Natural-language object grounding data

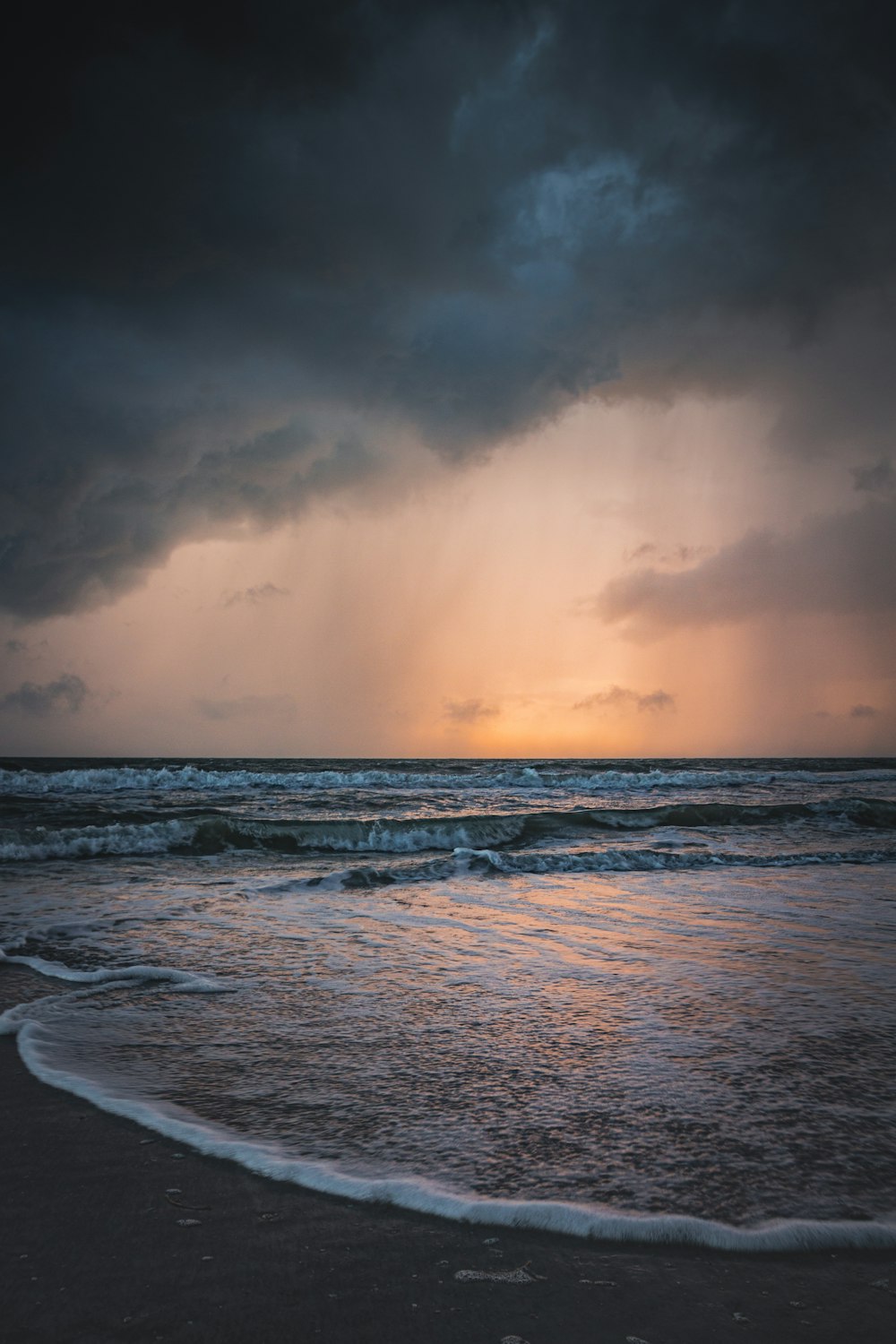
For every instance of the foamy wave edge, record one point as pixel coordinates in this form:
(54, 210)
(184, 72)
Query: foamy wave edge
(419, 1195)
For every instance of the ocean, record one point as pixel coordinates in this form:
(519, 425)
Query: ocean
(646, 1000)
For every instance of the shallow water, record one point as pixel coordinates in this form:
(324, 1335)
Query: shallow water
(565, 991)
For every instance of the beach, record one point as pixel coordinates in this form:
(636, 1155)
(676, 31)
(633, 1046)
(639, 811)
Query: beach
(112, 1233)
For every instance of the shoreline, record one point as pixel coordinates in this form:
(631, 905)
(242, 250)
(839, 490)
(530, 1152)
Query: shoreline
(112, 1231)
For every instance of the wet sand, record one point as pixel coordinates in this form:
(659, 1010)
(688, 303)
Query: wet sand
(109, 1233)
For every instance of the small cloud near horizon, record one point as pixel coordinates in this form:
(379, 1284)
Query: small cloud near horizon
(254, 594)
(680, 554)
(246, 707)
(622, 698)
(469, 711)
(65, 695)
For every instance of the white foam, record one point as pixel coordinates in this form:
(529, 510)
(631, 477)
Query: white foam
(89, 841)
(485, 776)
(411, 1193)
(421, 1195)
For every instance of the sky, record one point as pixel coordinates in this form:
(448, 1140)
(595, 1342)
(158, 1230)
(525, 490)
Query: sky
(449, 379)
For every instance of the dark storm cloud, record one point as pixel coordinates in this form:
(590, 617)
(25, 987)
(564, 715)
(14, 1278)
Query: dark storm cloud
(879, 478)
(226, 231)
(66, 694)
(469, 711)
(622, 698)
(842, 562)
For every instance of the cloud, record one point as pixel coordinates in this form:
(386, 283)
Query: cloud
(254, 594)
(247, 707)
(840, 562)
(622, 698)
(225, 300)
(879, 478)
(65, 695)
(469, 711)
(678, 554)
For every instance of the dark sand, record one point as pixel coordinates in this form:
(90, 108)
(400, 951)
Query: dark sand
(93, 1250)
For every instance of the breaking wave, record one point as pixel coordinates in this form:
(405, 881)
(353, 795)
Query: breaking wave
(476, 776)
(209, 835)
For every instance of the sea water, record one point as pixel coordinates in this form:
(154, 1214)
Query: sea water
(634, 999)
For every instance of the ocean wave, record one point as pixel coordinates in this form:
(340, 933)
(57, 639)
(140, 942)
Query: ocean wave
(418, 1193)
(478, 776)
(654, 860)
(96, 841)
(492, 863)
(209, 835)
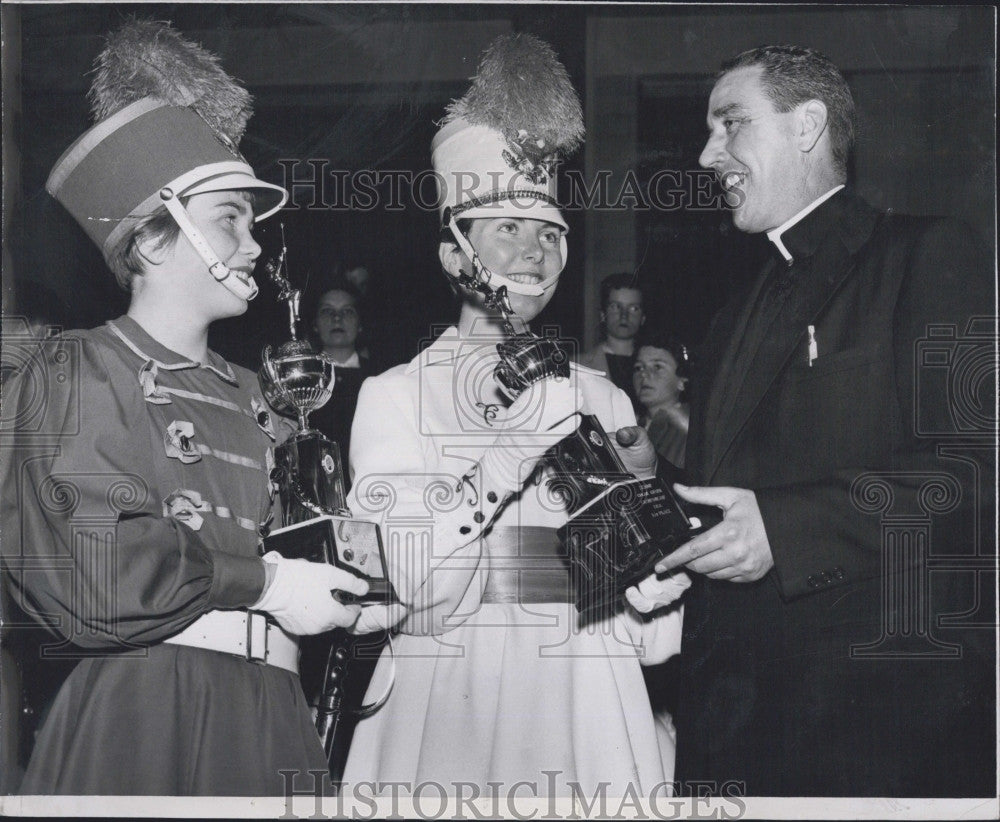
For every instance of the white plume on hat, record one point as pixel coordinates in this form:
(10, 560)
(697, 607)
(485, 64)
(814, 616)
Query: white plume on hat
(168, 118)
(499, 145)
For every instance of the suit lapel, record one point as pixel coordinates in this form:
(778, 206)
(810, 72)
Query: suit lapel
(828, 269)
(709, 381)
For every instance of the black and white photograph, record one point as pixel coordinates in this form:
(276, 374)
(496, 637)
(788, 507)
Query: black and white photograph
(499, 410)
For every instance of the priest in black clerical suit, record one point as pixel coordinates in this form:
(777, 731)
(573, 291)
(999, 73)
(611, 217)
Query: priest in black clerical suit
(830, 645)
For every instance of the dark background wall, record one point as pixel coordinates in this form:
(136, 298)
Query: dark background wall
(359, 87)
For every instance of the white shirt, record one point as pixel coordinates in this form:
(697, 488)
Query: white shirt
(774, 235)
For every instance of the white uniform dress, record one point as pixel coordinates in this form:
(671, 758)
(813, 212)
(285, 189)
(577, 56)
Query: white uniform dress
(489, 692)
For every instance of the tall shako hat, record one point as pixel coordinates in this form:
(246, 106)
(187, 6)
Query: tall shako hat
(168, 124)
(499, 145)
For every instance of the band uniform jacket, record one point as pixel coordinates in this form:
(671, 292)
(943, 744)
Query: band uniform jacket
(854, 666)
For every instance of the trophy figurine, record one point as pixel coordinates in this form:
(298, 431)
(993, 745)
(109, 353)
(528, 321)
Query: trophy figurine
(619, 525)
(315, 522)
(295, 379)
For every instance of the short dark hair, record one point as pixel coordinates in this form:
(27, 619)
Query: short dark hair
(794, 74)
(613, 282)
(124, 258)
(654, 337)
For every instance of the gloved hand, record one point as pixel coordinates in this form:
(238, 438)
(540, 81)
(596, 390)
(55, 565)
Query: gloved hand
(636, 451)
(300, 597)
(538, 419)
(652, 592)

### Work task
Pictures don't belong in the copy. Restate all the entries exactly.

### Exercise solution
For every instance of the foamy wave edge, record one point as pixel coordinates in this form:
(54, 210)
(184, 72)
Query: foamy wave edge
(419, 1195)
For every instance of the ocean, record one point as pixel coordinates in this form:
(519, 425)
Query: ocean
(646, 1000)
For every instance of the shallow water, record one point as pixel coordinates in this form:
(324, 1335)
Query: shallow water
(565, 991)
For every instance of the beach, record one point as pixel coordinates in this form:
(636, 1155)
(676, 31)
(633, 1046)
(639, 811)
Query: beach
(112, 1233)
For every instance of the shoreline, record one point as pixel coordinates in this form:
(631, 905)
(242, 250)
(839, 490)
(530, 1152)
Query: shoreline
(112, 1231)
For every instance of the wet sand, record one point as pixel coordinates in this form:
(659, 1010)
(688, 303)
Query: wet sand
(109, 1233)
For every instance of the small cloud near horizon, record one point as pixel coordinates in this form:
(379, 1284)
Query: small cloud near horizon
(254, 594)
(680, 554)
(246, 707)
(622, 698)
(469, 711)
(65, 695)
For every instance of the white foam, record one point as pixel coordinates in this form:
(529, 510)
(631, 477)
Query: white foam
(89, 841)
(485, 776)
(411, 1193)
(421, 1195)
For every instance of the sky, record one point as pixel coordinates in this form:
(448, 1140)
(595, 1342)
(158, 1230)
(525, 490)
Query: sky
(449, 379)
For every instance of the dark storm cloud, record one point as pixel coordinates in this form:
(590, 617)
(25, 987)
(564, 715)
(14, 1278)
Query: dark storm cloud
(879, 478)
(226, 231)
(66, 694)
(469, 711)
(622, 698)
(842, 562)
For every instance of the cloud, record one point as pixel coordinates in this form:
(386, 283)
Query: cloud
(254, 594)
(247, 707)
(840, 562)
(622, 698)
(225, 300)
(879, 478)
(65, 695)
(469, 711)
(678, 554)
For every instance of the dark sand, record one point as pixel coordinates in this form:
(90, 108)
(400, 951)
Query: dark sand
(93, 1250)
For every instance of the breaking wave, record one point as pixel coordinates in this form:
(405, 881)
(353, 795)
Query: breaking wave
(476, 776)
(209, 835)
For every instance of the sea water, record one point as pixel coordinates in this form:
(154, 1214)
Query: sea water
(634, 999)
For every instance of the ocean wave, record one point as pixel coordinates in this form:
(340, 933)
(57, 639)
(140, 942)
Query: ocean wave
(418, 1193)
(478, 776)
(654, 860)
(96, 841)
(492, 863)
(209, 835)
For every instance of the white plume on hat, record one point as pixel coordinates in this form:
(10, 560)
(697, 607)
(485, 64)
(814, 616)
Query: white plume on hat
(168, 118)
(499, 145)
For every instance of the suit lapel, record one point as pixel coordinates in this form:
(778, 206)
(810, 72)
Query: suit lapel
(828, 269)
(709, 381)
For every instance of the black and white photograph, record one point as pixel coordinates in this form:
(276, 374)
(496, 637)
(788, 507)
Query: black and white photograph
(499, 410)
For every instance of the priest in black clerical suit, record one point as pixel coordinates in this form:
(777, 731)
(573, 291)
(999, 73)
(611, 217)
Query: priest in black clerical suit
(830, 645)
For every instance of the dark background wall, record one point as pixel coordinates in this form:
(136, 298)
Query: dark background wall
(359, 87)
For every instance of the white shirt, record one point as pixel coordinates in this form:
(697, 488)
Query: white shirt
(774, 235)
For every instance of the white uniform dress, record one point as pixel coordinates in this form:
(671, 758)
(813, 212)
(285, 189)
(577, 56)
Query: white uniform dress
(489, 692)
For every instance of the tall shako hat, record one point as pixel coordinates in this form:
(246, 106)
(187, 6)
Query: tall shako hat
(168, 124)
(499, 145)
For every instance of the band uniform jacket, record one point as pixel coordinates in this form:
(671, 292)
(943, 744)
Query: band uniform jacket
(854, 666)
For every instance of the trophy figurine, record one point as pixel coordinates in this form:
(298, 431)
(993, 745)
(109, 353)
(528, 321)
Query: trophy figurine
(619, 525)
(315, 522)
(295, 379)
For every instance of the short dark hair, record one point as pixel coordinates in this form:
(27, 619)
Query: short dark hair
(794, 74)
(613, 282)
(124, 258)
(654, 337)
For every instance of the gloved hand, record one point as pixel coordinates in this form:
(238, 438)
(540, 81)
(596, 390)
(55, 565)
Query: gloved hand
(636, 451)
(300, 597)
(538, 419)
(652, 592)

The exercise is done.